Records from a data collection:
● ● ● ● ● ● ●

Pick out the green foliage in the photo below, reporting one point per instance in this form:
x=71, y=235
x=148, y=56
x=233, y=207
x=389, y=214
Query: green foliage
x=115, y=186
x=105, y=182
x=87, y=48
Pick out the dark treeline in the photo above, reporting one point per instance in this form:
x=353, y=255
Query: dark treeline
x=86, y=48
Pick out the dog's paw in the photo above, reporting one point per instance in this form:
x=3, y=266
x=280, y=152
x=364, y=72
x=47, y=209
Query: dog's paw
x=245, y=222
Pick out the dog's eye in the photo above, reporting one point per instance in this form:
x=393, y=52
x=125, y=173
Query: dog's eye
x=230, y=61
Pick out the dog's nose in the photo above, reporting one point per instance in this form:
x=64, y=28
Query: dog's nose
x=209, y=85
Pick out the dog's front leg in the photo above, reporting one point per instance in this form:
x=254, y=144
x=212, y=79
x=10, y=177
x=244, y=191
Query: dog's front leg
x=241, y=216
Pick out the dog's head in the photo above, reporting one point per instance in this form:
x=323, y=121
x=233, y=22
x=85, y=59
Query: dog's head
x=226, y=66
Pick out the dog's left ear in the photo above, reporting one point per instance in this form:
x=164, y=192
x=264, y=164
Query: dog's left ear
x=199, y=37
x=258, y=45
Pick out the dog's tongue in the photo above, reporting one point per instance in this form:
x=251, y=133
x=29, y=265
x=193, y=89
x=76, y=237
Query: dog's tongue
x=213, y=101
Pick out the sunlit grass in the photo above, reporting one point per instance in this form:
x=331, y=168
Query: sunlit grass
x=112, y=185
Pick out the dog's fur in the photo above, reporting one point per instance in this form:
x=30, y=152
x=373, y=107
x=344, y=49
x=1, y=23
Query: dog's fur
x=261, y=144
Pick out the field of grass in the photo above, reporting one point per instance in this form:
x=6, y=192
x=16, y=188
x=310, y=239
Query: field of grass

● ● ● ● ● ● ●

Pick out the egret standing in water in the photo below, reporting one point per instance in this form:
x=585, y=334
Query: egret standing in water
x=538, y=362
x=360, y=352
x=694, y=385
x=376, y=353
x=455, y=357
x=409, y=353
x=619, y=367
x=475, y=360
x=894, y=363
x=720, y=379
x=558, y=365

● ● ● ● ● ● ●

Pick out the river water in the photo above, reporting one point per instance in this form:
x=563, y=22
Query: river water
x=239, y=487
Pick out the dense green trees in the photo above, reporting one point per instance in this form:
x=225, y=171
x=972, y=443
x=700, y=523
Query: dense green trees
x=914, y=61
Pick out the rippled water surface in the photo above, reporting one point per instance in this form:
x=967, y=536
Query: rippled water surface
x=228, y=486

● ● ● ● ● ● ●

- [INSTRUCTIONS TO FOLLOW] Your answer should consist only of the lines above between the line holding "x=30, y=152" and the line holding "Query: field of grass", inclusive, each transcribed exactly.

- [SOLUTION TO THIS PROBLEM]
x=30, y=152
x=373, y=107
x=344, y=49
x=1, y=23
Query: dog's fur
x=261, y=144
Pick out the field of grass in the photo above, reporting one point per instance in this form:
x=6, y=192
x=16, y=188
x=310, y=239
Query: field of grass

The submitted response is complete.